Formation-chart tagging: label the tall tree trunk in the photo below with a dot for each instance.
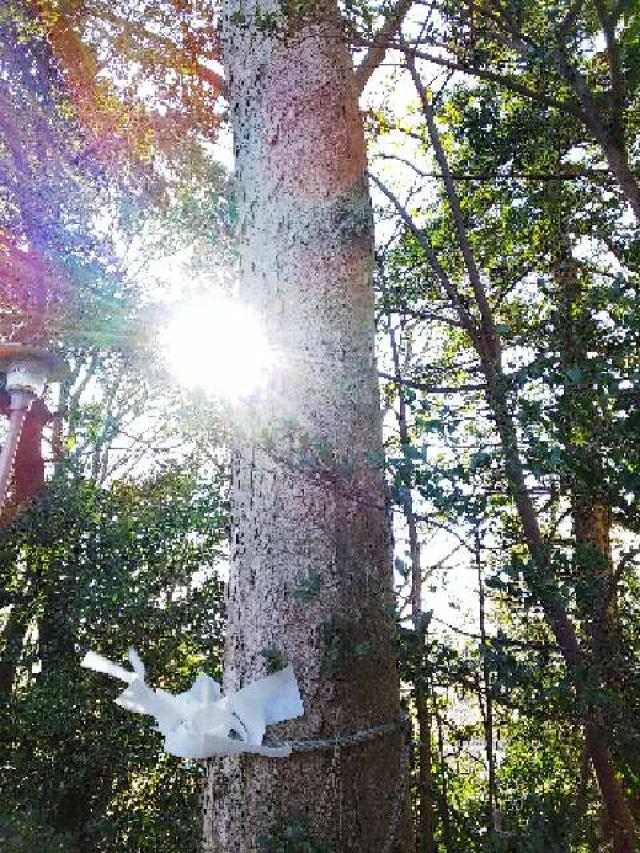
(309, 510)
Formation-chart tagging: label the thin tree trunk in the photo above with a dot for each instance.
(308, 489)
(486, 684)
(427, 842)
(13, 635)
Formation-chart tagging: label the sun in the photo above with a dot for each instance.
(216, 344)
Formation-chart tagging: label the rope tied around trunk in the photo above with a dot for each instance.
(362, 736)
(346, 739)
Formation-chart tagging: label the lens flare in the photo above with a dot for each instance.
(217, 345)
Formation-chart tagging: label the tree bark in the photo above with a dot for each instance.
(309, 512)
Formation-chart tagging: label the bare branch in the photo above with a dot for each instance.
(376, 52)
(466, 319)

• [WORK TO COMPLETE]: Return exactly the lines from the one containing "Formation-chart tagging: label the bare" to the last line of the data, and nothing more.

• [RESULT]:
Formation-chart tagging: label the bare branch in the photo above with a dot for each instance.
(376, 52)
(466, 319)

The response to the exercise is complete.